AIM OF THE EXERCISE -
Nothing but the lines from the one containing "Each instance receives one keypoint. Annotate the spectator" through the final line of the data should be repeated, and each must be exact.

Content starts

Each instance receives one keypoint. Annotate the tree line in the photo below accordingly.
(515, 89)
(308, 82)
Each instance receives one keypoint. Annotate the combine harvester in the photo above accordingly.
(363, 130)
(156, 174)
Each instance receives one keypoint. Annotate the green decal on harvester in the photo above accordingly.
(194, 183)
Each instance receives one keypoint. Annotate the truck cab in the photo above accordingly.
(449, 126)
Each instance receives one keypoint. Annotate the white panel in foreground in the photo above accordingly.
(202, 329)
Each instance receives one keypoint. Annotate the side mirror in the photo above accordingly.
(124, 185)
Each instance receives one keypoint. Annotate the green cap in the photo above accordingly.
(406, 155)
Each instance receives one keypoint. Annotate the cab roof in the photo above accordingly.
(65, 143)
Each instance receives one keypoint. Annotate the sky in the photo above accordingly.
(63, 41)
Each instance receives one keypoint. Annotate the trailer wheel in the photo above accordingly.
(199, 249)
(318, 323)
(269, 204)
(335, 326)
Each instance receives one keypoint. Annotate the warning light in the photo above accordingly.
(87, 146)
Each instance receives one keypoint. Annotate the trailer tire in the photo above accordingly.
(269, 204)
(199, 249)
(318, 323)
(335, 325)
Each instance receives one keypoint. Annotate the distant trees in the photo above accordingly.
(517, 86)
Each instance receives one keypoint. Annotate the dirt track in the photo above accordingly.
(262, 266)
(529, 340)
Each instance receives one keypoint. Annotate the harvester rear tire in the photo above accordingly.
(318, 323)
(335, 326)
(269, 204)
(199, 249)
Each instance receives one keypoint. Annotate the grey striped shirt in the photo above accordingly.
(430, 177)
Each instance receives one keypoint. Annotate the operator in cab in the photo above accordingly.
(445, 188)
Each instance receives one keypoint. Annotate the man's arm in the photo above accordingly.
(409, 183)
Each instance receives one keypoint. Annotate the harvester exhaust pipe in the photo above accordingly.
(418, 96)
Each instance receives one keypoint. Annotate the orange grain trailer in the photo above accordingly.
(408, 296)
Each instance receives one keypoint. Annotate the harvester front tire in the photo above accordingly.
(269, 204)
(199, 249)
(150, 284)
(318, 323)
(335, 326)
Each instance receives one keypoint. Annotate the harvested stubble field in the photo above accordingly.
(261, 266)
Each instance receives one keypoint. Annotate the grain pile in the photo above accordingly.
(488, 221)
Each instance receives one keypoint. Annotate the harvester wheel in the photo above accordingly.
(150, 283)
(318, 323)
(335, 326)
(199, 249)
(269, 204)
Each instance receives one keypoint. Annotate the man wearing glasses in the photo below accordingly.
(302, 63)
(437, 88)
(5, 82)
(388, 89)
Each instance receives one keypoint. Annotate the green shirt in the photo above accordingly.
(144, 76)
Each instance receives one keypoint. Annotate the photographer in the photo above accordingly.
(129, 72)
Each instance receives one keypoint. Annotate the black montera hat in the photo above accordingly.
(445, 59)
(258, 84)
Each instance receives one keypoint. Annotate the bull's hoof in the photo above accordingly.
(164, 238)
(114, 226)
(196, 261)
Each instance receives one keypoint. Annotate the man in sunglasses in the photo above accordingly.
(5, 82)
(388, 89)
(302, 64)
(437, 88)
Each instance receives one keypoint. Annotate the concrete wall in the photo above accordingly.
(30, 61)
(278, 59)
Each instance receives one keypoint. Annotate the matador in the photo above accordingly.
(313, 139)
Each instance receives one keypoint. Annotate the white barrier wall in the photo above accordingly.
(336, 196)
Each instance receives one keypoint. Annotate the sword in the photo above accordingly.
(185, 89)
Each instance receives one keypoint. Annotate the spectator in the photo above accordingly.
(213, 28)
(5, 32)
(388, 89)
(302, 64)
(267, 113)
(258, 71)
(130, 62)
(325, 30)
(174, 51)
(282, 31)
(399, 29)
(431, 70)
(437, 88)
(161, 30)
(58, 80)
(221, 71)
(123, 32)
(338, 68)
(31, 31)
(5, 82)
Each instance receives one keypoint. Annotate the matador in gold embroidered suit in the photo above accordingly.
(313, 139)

Content ends

EXERCISE RESPONSE -
Each instance receives one keypoint. Annotate the spectator in the photo above accordingly.
(213, 28)
(5, 32)
(388, 89)
(302, 64)
(267, 113)
(258, 71)
(130, 62)
(325, 30)
(174, 51)
(282, 31)
(399, 29)
(431, 70)
(437, 88)
(161, 30)
(58, 80)
(221, 71)
(123, 32)
(338, 68)
(31, 31)
(5, 82)
Each instance receives one keypoint. Annotate the matador in gold embroidered suit in the photo above accordingly.
(313, 139)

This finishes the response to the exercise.